Tasks to complete:
1. In the Pegasus mess hall text, where was the Pegasus Chow hall located?
2. Return the part of the Pegasus mess hall text starting with "Remember the David" and going on through "massive on quantity.".

Exercise text:

Remember the David and Goliath story, it is a challenge plot where the protagonist overcomes a formidable challenge and succeeds. This plot addresses the triumph of sheer willpower by overcoming adversity. The current context also provides an opportunity to redefine the purpose for a greater deed.

When the Iraq war started, Floyd Lee was a retired marine corps and army cook after a twenty-five-year career. He came out of retirement to serve the army one more time. He was in charge of the Pegasus Chow hall outside the Baghdad airport. The usual army food is just about what one would expect, bland, overcooked with less focus on quality and taste but massive on quantity.

But Lee wanted to make a difference to the soldiers’ world when they enter into the Pegasus hall. He made his mission and that of Pegasus team’s mission as, “I am not just in charge of food service; I am in charge of morale”. This vision manifested in hundreds of small actions taken by the staff of Pegasus hall on a daily basis.

Inspite of the same raw material that every army mess received, at Pegasus, the food was prepared with so much care. The prime rib was perfectly prepared; the fruit platter had a beautiful assortment of watermelon, kiwi and grapes, the desert serving included a strawberry cake. “The time you are in here, you forget you’re in Iraq”, said a soldier after a Sunday dinner.

By redefining the mission of the Pegasus mess hall, Floyd Lee inspired his team to create an oasis in the desert. This is a more opportune time to redefine the narrative within the organisation to look at the bigger picture, to share with the team how their work is making impact-it could mean sharing your client feedback or how competition is failing but your organisation is continuing to support and that is all making a huge difference.

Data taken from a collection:
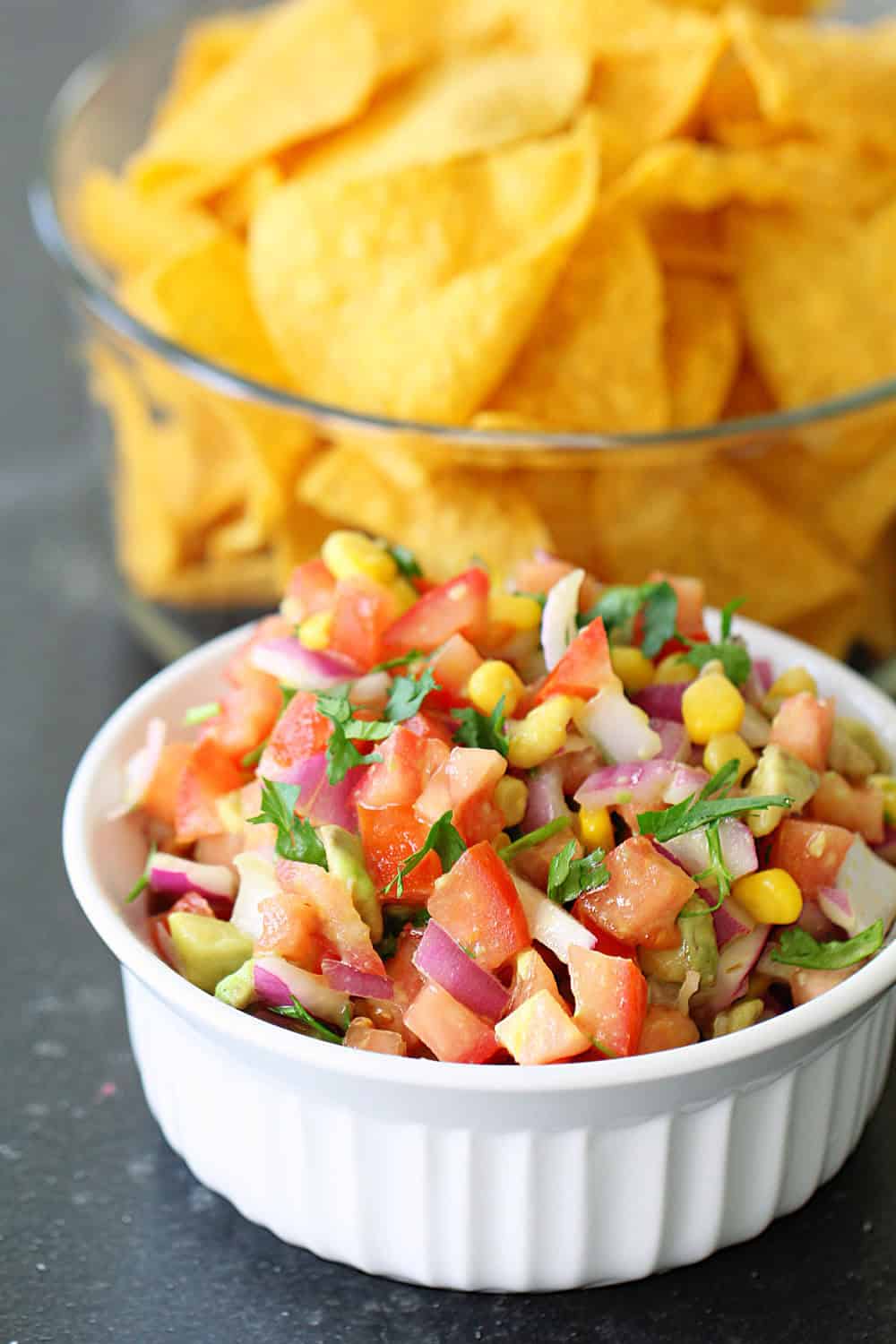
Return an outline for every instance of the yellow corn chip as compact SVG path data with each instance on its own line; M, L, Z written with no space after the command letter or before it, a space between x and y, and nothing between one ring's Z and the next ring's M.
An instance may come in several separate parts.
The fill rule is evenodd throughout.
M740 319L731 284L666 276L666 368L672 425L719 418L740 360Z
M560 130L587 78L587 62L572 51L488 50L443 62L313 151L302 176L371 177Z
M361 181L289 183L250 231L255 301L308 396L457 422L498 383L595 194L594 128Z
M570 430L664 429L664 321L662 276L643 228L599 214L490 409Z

==

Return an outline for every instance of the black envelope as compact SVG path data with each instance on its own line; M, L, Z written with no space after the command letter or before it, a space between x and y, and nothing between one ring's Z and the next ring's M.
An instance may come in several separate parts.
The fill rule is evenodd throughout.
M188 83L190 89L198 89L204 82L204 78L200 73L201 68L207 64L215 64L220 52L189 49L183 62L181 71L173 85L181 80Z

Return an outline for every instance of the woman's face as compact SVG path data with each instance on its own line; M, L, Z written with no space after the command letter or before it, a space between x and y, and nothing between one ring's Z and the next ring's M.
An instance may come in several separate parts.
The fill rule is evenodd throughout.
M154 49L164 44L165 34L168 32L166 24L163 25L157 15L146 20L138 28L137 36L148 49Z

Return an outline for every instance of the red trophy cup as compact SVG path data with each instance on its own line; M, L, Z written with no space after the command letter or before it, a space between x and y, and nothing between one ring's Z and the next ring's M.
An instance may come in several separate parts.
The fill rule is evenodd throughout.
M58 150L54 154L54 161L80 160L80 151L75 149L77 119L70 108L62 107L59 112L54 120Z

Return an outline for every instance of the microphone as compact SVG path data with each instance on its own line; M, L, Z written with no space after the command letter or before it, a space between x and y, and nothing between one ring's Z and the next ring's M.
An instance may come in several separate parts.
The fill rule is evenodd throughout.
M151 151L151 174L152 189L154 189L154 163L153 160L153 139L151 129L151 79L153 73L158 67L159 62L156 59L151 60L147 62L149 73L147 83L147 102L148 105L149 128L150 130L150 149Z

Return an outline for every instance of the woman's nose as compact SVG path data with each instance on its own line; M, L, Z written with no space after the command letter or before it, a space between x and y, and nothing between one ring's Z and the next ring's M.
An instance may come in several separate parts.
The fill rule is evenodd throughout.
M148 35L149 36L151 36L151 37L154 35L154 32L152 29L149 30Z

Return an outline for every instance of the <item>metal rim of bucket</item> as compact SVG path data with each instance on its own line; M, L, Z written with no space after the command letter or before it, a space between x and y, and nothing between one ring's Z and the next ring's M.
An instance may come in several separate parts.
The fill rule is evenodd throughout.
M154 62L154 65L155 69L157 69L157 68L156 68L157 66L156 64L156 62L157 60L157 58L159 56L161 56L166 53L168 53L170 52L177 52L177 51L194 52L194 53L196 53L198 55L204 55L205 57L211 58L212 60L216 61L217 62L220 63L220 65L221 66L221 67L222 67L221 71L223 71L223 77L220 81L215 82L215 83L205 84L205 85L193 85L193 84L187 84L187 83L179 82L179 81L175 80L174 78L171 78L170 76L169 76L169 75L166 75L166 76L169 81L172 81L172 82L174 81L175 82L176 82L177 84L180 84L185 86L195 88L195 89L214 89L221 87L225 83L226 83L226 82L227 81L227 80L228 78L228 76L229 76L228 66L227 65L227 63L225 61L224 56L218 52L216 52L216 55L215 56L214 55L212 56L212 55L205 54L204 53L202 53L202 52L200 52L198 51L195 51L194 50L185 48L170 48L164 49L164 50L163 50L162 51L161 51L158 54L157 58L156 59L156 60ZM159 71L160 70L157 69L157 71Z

* * *

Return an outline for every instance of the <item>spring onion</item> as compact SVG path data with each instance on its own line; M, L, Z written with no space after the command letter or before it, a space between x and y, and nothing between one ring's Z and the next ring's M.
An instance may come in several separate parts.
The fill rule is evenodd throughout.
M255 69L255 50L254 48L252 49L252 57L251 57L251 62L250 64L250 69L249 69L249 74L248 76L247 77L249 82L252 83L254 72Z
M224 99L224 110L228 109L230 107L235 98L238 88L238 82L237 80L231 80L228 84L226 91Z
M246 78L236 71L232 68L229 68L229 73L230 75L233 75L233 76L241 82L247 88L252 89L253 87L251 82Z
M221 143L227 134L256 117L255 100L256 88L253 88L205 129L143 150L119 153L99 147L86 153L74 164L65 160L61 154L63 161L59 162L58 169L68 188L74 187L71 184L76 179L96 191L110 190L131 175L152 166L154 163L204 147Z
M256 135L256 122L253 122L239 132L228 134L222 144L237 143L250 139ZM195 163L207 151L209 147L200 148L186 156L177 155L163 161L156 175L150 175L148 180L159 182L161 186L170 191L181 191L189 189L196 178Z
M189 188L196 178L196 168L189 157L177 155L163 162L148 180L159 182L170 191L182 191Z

Numbered responses:
1. Outside the Baghdad airport.

2.
Remember the David and Goliath story, it is a challenge plot where the protagonist overcomes a formidable challenge and succeeds. This plot addresses the triumph of sheer willpower by overcoming adversity. The current context also provides an opportunity to redefine the purpose for a greater deed.

When the Iraq war started, Floyd Lee was a retired marine corps and army cook after a twenty-five-year career. He came out of retirement to serve the army one more time. He was in charge of the Pegasus Chow hall outside the Baghdad airport. The usual army food is just about what one would expect, bland, overcooked with less focus on quality and taste but massive on quantity.